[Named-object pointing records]
########################################
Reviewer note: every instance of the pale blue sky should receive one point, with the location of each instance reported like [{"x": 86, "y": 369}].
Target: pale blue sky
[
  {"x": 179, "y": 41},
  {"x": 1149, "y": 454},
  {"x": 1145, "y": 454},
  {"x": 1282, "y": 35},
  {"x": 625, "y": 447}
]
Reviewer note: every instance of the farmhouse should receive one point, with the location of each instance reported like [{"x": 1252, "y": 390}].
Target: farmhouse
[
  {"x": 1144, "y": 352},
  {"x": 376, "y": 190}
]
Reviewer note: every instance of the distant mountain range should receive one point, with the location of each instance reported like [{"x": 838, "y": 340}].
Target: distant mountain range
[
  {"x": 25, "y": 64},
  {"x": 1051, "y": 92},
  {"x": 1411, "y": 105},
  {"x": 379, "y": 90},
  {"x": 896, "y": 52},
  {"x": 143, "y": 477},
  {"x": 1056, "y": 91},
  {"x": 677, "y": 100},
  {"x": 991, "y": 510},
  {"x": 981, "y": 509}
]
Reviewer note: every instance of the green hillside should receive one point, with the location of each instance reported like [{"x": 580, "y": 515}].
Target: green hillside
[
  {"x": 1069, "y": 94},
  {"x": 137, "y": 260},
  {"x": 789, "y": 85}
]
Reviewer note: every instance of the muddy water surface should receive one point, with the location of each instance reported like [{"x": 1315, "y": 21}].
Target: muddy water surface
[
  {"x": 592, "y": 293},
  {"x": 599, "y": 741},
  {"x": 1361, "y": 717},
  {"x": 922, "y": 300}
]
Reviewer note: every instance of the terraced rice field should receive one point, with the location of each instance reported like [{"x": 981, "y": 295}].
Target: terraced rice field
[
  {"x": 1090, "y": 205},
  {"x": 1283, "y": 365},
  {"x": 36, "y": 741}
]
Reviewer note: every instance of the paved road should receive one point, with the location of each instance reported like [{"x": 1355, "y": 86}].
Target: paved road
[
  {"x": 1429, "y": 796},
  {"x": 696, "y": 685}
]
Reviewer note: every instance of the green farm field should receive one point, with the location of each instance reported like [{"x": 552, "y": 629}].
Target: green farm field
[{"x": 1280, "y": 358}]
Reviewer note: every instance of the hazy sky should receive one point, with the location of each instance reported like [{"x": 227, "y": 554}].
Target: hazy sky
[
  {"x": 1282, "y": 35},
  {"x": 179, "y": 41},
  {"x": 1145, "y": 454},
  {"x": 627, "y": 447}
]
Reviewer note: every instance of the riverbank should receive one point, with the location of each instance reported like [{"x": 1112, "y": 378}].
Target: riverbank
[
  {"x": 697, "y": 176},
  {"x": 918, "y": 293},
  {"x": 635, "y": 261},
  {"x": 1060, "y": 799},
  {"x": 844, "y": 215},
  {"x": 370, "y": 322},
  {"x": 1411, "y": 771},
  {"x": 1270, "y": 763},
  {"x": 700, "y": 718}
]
########################################
**WHAT IS NEEDED:** Transcribe every line of the data, exactly as it stands.

**SOLUTION TO THE PROBLEM:**
Reviewer note: every instance of the pale blue sky should receive one point, with the location of each instance reported like [{"x": 86, "y": 369}].
Target: pale blue sky
[
  {"x": 179, "y": 41},
  {"x": 1149, "y": 454},
  {"x": 1145, "y": 454},
  {"x": 1282, "y": 35},
  {"x": 625, "y": 447}
]
Reviewer note: every instance of the farmhouse should receive one point, with the location of each instance reported like [{"x": 1252, "y": 390}].
Target: farmhouse
[
  {"x": 1144, "y": 352},
  {"x": 376, "y": 190}
]
Reviewer note: every instance of the distant mountain range should receive one point, with the location of each instance reported like [{"x": 838, "y": 340}].
Target: distant mountain range
[
  {"x": 25, "y": 64},
  {"x": 1051, "y": 92},
  {"x": 1411, "y": 105},
  {"x": 379, "y": 90},
  {"x": 896, "y": 52},
  {"x": 143, "y": 477},
  {"x": 1056, "y": 91},
  {"x": 677, "y": 100},
  {"x": 991, "y": 510},
  {"x": 981, "y": 509}
]
Reviewer note: every instance of the green hillside should receive one point, with the location of each instance reported like [{"x": 580, "y": 515}].
Target: green hillside
[
  {"x": 1069, "y": 94},
  {"x": 137, "y": 260},
  {"x": 789, "y": 85}
]
Reviewer note: every instance of the muddy water surface should receive one point, with the location of each instance reported like [{"x": 1315, "y": 21}].
Target: muddy water surface
[
  {"x": 592, "y": 293},
  {"x": 599, "y": 741},
  {"x": 1361, "y": 717},
  {"x": 922, "y": 300}
]
Reviewer note: every instance of the terraced rice field should receive one point, with the location of each instance reported like [{"x": 981, "y": 295}].
Target: terraced rice field
[
  {"x": 1090, "y": 205},
  {"x": 1283, "y": 365},
  {"x": 36, "y": 741}
]
Reviewer note: every instance of the paved road should receive one point, with the location of each instance reported like [{"x": 1355, "y": 86}].
Target: paved road
[
  {"x": 1429, "y": 796},
  {"x": 696, "y": 685}
]
Reviewer note: every instance of the green farm field should receive one point, with the location of each instance reported like [{"x": 552, "y": 629}].
Target: green farm field
[{"x": 1280, "y": 358}]
Reviewer note: every instance of the hazy sky should receive one point, with the location of each instance reported like [{"x": 227, "y": 554}].
Target: hazy sky
[
  {"x": 1282, "y": 35},
  {"x": 179, "y": 41},
  {"x": 1145, "y": 454},
  {"x": 627, "y": 447}
]
Reviewer note: every instance of the riverbank should receive one point, with the location of each instance reported like [{"x": 1112, "y": 378}].
Target: riverbank
[
  {"x": 697, "y": 176},
  {"x": 918, "y": 293},
  {"x": 635, "y": 261},
  {"x": 1060, "y": 799},
  {"x": 844, "y": 215},
  {"x": 370, "y": 322},
  {"x": 1411, "y": 771},
  {"x": 1270, "y": 763},
  {"x": 700, "y": 718}
]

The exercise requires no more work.